_What is needed_
Copy out the following lines word for word, with nothing changed.

★ ★ ★ ★ ★ ★ ★

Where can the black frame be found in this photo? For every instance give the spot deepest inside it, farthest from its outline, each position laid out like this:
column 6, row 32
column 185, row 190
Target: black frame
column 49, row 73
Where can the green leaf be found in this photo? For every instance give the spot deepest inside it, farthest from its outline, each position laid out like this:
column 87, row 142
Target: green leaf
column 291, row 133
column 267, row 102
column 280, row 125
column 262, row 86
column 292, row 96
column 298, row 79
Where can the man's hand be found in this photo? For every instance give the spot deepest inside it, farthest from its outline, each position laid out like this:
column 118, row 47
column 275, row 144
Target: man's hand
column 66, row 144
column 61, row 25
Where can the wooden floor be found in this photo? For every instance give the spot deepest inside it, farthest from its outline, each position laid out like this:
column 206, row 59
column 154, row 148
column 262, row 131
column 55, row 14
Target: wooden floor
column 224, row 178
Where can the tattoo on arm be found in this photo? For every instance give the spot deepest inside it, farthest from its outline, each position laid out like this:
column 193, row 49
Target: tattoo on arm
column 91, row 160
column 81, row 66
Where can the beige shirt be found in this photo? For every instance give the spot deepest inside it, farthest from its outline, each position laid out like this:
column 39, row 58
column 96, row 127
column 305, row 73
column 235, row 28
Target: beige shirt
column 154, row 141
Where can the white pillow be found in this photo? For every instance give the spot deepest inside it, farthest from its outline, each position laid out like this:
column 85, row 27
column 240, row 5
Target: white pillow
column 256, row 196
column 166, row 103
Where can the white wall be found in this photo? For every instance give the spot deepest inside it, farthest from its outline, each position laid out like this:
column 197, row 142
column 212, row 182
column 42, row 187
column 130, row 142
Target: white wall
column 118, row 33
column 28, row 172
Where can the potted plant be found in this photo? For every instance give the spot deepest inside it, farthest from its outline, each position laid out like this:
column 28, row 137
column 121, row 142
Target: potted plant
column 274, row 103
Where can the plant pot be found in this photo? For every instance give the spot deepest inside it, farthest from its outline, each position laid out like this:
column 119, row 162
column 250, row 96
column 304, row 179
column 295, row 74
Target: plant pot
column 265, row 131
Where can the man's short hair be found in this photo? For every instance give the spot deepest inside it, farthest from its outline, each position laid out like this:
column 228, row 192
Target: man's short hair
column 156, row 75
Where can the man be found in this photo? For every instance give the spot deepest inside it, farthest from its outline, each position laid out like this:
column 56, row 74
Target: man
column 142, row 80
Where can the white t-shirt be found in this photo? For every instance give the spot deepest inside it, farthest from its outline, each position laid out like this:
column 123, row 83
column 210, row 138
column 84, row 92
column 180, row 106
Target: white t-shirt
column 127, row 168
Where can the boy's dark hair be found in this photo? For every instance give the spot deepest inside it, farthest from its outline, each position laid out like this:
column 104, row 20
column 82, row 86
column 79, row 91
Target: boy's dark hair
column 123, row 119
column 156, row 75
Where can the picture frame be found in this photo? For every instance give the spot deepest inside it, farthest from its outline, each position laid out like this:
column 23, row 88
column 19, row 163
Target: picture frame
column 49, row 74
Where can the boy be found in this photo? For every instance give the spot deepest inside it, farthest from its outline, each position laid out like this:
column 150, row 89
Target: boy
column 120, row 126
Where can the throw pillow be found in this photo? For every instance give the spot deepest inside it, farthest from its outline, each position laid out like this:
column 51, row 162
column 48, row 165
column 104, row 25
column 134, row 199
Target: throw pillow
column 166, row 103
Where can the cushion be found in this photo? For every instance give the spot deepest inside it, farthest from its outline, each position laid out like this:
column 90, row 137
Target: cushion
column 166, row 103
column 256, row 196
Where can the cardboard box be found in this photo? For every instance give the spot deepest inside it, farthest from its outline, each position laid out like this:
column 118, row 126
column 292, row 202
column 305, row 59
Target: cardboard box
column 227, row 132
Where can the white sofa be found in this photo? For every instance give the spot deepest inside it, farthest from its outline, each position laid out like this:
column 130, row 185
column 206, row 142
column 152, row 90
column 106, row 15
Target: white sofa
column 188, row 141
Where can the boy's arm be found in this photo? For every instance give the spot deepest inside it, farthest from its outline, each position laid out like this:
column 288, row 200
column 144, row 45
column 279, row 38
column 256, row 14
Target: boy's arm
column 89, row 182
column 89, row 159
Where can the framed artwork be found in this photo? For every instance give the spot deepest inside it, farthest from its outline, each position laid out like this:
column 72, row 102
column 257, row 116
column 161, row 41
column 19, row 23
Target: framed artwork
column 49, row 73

★ ★ ★ ★ ★ ★ ★

_Result of the exercise_
Where can the black frame be found in this photo? For every instance give the spot deepest inside it, farthest from its outline, each position laid out like this:
column 6, row 32
column 185, row 190
Target: black frame
column 49, row 73
Where can the green leaf be found in this photo? For every instance give the spot deepest inside it, farthest from its outline, each position laid out like this:
column 87, row 142
Target: green leaf
column 291, row 133
column 267, row 102
column 280, row 125
column 262, row 86
column 292, row 96
column 298, row 79
Where can the man's hand be found in this photo? For every instance give the spot deepest inside it, farthest from its outline, each position laid out like this:
column 118, row 47
column 275, row 144
Target: man's hand
column 66, row 144
column 61, row 25
Where can the wooden floor be found in this photo? For every instance give the spot deepest inside it, farthest from its outline, each position laid out like this:
column 206, row 59
column 154, row 148
column 262, row 131
column 55, row 14
Target: wooden floor
column 224, row 178
Where can the tattoo on arm be found in this photo? For every instance give the spot deepest inside it, farthest from its outline, each position laid out like this:
column 193, row 49
Target: tattoo on arm
column 91, row 160
column 81, row 66
Where can the beige shirt be found in this photo? For every instance give the spot deepest inside it, farthest from its outline, each position laid out like this:
column 39, row 58
column 96, row 127
column 305, row 73
column 235, row 28
Target: beige shirt
column 154, row 141
Where can the white pillow be found in this photo? For every instance give the spot deepest inside it, farthest from its outline, each position laid out like this:
column 85, row 27
column 240, row 5
Target: white pillow
column 256, row 196
column 166, row 103
Where can the white wall be found in this photo? For every instance give the spot deepest inside it, farthest from its outline, each position laid out like this:
column 197, row 142
column 212, row 182
column 42, row 187
column 130, row 142
Target: white wall
column 118, row 33
column 28, row 172
Where can the potted plant be found in this photo? For every instance give the spot deepest inside it, farthest from its outline, each position laid out like this:
column 28, row 137
column 121, row 142
Target: potted plant
column 274, row 103
Where can the plant pot be found in this photo? For every instance give the spot deepest inside it, farthest from its outline, each position laid out like this:
column 119, row 162
column 250, row 96
column 304, row 179
column 295, row 74
Target: plant pot
column 265, row 131
Where can the man's short hair be found in this photo? For every instance give the spot deepest inside it, farthest from its outline, each position laid out like this:
column 228, row 192
Target: man's short hair
column 156, row 75
Where can the man be found in this photo? For every instance give the spot deepest inside it, farthest from its outline, each position laid out like this:
column 56, row 74
Target: man
column 142, row 80
Where can the white t-shirt be found in this photo? For every instance give the spot deepest inside it, farthest from its outline, each position laid out like this:
column 123, row 83
column 210, row 138
column 84, row 92
column 180, row 106
Target: white t-shirt
column 127, row 168
Where can the boy's dark hair be found in this photo? For every instance give the spot deepest inside it, farthest from its outline, each position laid out like this:
column 104, row 20
column 82, row 86
column 79, row 91
Target: boy's dark hair
column 123, row 119
column 156, row 75
Where can the picture frame be found in this photo? For every instance give the spot deepest inside it, farthest from its outline, each position laid out like this:
column 23, row 88
column 19, row 163
Target: picture frame
column 49, row 74
Where can the boy be found in this photo? For every instance give the spot deepest inside it, farthest from its outline, each position laid out like this:
column 150, row 89
Target: boy
column 120, row 126
Where can the throw pillow be found in this photo? For every instance give the spot deepest inside it, farthest from its outline, each position laid out like this:
column 51, row 162
column 48, row 165
column 104, row 25
column 134, row 199
Target: throw pillow
column 166, row 103
Where can the cushion be found in this photo? For every instance give the spot deepest inside it, farthest from its outline, each position laid out like this:
column 90, row 137
Target: cushion
column 166, row 103
column 256, row 196
Where can the cardboard box be found in this photo? For every instance give the spot deepest inside it, farthest from its outline, each position laid out like this:
column 118, row 126
column 292, row 202
column 305, row 59
Target: cardboard box
column 227, row 132
Where can the white sofa be found in this photo? For every instance give the spot deepest inside it, farthest from its outline, each position laid out like this:
column 130, row 185
column 206, row 142
column 152, row 90
column 106, row 15
Target: white sofa
column 188, row 141
Where can the boy's arm be found in this photo? For every instance give the spot deepest inside it, farthest from its outline, each position laid out like this:
column 288, row 200
column 144, row 45
column 279, row 38
column 256, row 14
Target: boy's arm
column 89, row 182
column 89, row 159
Where can the framed artwork be found in this photo? For every instance give the spot deepest inside it, farthest from its outline, each position laid out like this:
column 72, row 102
column 257, row 116
column 161, row 41
column 19, row 23
Target: framed artwork
column 49, row 73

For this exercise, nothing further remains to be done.